Global Events
Welcome to the Institute for the Study of States of Exception Global Events page, featuring global events that shed light on the misuse of emergency powers and the erosion of democratic norms. Through curated updates and analysis, we connect the headlines to the deeper patterns of authoritarianism, resistance, and rule of law.
“Emergency powers are, at one and the same time, necessary for preserving the life of the nation and dangerous to that life.”
— Oren Gross and Fionnuala Ní Aoláin (Law in Times of Crisis, 2006)
The U.S. capture of Venezuelan President Nicolás Maduro represents a striking assertion of state power beyond established international norms. Seizing a foreign leader by military force, whether that leader’s legitimacy is disputed or not, without international authorization or lawful justification undermines the basic rules designed to restrain conflict and protect sovereignty, including those set out in the United Nations Charter. Such actions do not occur in isolation; they reflect a broader pattern in which governments increasingly treat legal constraints as optional when exercising power. ISSE examines this episode as an example of how the normalization of exceptional measures erodes accountability and weakens the legal guardrails that underpin both international order and democratic governance.
In late December 2025, renewed media attention turned to Centro de Confinamiento del Terrorism (CECOT), El Salvador’s flagship mega-prison, after CBS news executives postponed a 60 Minutes broadcast of an investigative report about the facility, called “Inside CECOT.” While the media controversy itself is newsworthy, the importance of the investigative report highlights another important reality: CECOT is not an anomaly or a temporary security measure, but a central institution of a state of exception that has now governed El Salvador for nearly four uninterrupted years. On December 22, 2025, American journalist Yashar Ali claimed to have obtained a video portion of the postponed investigative report, and published it on his Substack “The Reset.” Ali’s Substack, and the included video portion alleged to be part of the postponed 60 Minutes segment, is included here by ISSE for research and informational purposes only.

Directions for this task. Reproduce the Global Events page text between "The U.S. capture" and "and democratic governance.", inclusive, swapping "sovereignty" for "self-determination".

Study material.

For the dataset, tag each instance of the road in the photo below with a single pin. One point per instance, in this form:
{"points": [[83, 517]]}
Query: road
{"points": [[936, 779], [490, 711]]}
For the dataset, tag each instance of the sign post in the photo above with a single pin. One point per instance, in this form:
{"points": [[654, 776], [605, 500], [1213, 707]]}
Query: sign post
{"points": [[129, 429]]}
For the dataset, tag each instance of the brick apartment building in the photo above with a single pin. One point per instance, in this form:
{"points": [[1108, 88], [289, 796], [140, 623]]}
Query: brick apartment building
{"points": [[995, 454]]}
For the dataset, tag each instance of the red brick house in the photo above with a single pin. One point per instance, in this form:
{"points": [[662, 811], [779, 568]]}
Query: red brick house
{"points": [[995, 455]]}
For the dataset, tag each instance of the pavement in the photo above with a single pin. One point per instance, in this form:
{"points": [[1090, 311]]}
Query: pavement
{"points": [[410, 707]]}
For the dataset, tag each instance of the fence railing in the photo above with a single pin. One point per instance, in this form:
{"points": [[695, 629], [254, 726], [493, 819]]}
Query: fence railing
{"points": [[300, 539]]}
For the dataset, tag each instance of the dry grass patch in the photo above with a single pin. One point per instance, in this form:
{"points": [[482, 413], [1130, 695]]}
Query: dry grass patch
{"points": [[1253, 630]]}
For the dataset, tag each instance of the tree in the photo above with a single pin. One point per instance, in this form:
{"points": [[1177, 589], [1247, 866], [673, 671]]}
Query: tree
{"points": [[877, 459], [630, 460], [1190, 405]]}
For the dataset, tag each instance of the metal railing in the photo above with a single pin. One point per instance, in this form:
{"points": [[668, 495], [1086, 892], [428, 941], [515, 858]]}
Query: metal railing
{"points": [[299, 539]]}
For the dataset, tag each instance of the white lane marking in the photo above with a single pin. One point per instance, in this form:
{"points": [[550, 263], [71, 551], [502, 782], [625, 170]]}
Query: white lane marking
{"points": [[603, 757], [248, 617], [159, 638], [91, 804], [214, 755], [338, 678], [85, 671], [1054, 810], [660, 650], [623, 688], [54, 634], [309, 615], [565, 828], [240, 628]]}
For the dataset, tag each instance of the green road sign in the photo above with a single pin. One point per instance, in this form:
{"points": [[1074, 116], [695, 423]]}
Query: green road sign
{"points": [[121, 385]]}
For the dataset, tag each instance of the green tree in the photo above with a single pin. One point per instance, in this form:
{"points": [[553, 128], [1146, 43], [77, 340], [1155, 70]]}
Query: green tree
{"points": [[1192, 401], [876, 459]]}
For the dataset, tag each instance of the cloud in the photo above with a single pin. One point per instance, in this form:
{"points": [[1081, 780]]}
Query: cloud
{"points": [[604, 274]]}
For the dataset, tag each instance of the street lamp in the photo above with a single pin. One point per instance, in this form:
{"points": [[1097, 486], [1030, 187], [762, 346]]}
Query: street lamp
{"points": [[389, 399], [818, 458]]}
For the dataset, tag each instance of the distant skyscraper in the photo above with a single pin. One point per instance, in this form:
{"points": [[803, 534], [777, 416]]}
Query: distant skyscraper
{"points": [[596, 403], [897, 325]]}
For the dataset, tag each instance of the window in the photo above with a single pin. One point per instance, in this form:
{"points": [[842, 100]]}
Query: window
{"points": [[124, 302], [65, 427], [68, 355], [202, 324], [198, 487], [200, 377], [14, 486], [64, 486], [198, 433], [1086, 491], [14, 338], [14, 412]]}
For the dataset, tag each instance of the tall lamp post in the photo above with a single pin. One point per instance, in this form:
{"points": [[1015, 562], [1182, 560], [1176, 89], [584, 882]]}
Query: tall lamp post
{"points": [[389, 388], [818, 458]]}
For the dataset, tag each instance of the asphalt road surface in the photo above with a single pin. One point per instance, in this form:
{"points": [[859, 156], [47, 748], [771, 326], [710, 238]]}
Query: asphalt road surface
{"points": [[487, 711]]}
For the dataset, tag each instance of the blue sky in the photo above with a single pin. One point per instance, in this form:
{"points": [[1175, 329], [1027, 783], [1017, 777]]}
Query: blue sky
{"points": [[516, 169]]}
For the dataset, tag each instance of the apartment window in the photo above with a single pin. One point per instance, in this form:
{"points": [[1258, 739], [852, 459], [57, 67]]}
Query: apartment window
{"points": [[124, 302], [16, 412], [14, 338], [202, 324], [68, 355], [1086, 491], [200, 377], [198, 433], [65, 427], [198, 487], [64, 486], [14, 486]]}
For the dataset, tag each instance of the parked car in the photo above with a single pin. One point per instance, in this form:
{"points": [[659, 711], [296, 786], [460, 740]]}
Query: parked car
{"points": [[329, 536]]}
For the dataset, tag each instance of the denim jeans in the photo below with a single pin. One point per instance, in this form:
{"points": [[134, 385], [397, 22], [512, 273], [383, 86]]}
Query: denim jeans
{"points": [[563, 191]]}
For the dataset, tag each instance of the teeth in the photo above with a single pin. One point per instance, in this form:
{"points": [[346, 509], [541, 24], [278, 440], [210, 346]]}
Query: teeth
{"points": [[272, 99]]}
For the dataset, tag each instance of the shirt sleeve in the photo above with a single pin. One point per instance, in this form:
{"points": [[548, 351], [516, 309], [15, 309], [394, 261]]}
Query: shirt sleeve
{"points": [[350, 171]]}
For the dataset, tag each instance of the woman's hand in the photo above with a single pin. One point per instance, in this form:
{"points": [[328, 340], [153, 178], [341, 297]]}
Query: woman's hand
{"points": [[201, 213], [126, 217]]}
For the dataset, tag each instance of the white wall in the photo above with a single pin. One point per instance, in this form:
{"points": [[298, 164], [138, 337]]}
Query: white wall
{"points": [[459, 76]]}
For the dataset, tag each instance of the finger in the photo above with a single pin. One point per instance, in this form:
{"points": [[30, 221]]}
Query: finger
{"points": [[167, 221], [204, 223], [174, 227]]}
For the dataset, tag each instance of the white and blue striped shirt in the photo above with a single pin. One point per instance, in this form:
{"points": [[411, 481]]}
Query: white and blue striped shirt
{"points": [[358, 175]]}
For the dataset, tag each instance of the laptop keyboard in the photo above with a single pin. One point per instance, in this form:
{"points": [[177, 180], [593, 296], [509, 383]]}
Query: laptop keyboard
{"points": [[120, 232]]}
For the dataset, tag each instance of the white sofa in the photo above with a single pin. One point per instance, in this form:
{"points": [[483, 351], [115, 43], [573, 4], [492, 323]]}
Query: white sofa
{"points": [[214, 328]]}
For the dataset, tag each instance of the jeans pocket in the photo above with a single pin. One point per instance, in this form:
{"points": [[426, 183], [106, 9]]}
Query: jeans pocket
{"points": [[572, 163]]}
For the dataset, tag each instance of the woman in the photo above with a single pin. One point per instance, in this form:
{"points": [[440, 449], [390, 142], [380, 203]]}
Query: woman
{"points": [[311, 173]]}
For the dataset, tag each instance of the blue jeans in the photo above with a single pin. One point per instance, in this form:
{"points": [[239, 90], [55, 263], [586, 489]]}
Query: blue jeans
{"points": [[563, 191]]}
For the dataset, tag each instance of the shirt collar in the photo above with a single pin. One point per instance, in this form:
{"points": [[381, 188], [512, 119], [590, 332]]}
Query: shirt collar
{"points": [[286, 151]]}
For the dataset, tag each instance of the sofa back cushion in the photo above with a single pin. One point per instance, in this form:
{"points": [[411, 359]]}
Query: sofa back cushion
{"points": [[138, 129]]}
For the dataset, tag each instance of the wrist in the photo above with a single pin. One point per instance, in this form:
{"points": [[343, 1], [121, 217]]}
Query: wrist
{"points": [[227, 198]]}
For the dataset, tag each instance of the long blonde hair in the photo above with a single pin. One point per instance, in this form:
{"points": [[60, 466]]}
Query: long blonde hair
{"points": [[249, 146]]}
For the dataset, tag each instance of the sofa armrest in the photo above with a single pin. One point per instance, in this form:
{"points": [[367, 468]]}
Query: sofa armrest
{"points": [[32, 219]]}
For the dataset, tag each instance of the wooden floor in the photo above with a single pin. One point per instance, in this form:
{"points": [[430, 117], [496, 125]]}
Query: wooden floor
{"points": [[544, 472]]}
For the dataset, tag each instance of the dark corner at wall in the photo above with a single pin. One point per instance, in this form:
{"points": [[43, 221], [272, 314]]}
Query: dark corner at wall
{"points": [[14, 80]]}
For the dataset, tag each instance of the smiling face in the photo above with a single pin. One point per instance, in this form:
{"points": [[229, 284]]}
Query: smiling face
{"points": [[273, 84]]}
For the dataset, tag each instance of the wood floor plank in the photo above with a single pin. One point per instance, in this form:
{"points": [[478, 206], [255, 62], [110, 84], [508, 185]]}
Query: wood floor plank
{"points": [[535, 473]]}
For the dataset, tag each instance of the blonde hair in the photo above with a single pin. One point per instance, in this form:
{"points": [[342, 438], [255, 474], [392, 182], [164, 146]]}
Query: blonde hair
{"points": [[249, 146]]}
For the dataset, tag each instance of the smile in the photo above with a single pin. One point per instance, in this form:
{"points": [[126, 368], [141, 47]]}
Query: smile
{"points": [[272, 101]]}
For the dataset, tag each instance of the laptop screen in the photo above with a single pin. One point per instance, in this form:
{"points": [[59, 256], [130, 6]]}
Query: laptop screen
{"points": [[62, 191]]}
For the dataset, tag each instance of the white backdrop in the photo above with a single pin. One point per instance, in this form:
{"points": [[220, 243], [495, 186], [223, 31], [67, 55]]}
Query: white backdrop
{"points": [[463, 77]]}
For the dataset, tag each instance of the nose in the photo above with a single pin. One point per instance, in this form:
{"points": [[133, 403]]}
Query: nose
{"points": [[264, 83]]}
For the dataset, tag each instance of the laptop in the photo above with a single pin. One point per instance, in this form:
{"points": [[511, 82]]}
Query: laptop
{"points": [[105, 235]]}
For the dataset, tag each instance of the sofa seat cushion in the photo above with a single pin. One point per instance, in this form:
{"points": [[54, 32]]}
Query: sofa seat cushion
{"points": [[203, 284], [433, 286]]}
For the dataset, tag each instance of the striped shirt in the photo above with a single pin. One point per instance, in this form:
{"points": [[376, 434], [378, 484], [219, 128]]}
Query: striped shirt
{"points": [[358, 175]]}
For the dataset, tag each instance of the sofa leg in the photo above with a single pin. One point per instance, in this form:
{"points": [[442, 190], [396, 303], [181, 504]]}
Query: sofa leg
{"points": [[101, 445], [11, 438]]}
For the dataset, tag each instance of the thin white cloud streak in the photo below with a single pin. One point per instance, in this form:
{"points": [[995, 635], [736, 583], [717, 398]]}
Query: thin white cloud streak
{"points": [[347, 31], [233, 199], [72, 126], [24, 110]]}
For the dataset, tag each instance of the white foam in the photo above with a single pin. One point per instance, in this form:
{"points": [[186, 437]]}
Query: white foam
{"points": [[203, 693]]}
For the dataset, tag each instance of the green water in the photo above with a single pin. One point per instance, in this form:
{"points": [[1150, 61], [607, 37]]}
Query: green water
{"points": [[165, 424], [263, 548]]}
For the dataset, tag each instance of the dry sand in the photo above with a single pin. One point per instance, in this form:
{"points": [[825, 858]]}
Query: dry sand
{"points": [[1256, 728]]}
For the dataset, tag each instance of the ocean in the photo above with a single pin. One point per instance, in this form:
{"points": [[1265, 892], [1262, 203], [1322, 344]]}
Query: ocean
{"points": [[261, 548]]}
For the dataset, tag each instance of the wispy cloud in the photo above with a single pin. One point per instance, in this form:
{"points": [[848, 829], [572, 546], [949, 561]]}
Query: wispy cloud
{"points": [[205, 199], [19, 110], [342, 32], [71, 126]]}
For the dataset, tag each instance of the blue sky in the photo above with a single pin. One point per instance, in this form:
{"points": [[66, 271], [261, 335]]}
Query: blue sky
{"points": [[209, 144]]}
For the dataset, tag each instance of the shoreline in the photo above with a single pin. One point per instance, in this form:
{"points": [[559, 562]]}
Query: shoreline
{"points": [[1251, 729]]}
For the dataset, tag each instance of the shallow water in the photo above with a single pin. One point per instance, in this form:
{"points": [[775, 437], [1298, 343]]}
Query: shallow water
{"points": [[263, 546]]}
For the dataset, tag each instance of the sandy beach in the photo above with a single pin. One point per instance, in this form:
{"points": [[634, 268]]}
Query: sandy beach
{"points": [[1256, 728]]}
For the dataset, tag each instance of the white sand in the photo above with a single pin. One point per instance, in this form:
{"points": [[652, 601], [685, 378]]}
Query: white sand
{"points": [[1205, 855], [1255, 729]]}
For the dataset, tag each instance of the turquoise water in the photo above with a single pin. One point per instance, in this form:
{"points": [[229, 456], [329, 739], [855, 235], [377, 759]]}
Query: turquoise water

Response to this exercise.
The U.S. capture of Venezuelan President Nicolás Maduro represents a striking assertion of state power beyond established international norms. Seizing a foreign leader by military force, whether that leader’s legitimacy is disputed or not, without international authorization or lawful justification undermines the basic rules designed to restrain conflict and protect self-determination, including those set out in the United Nations Charter. Such actions do not occur in isolation; they reflect a broader pattern in which governments increasingly treat legal constraints as optional when exercising power. ISSE examines this episode as an example of how the normalization of exceptional measures erodes accountability and weakens the legal guardrails that underpin both international order and democratic governance.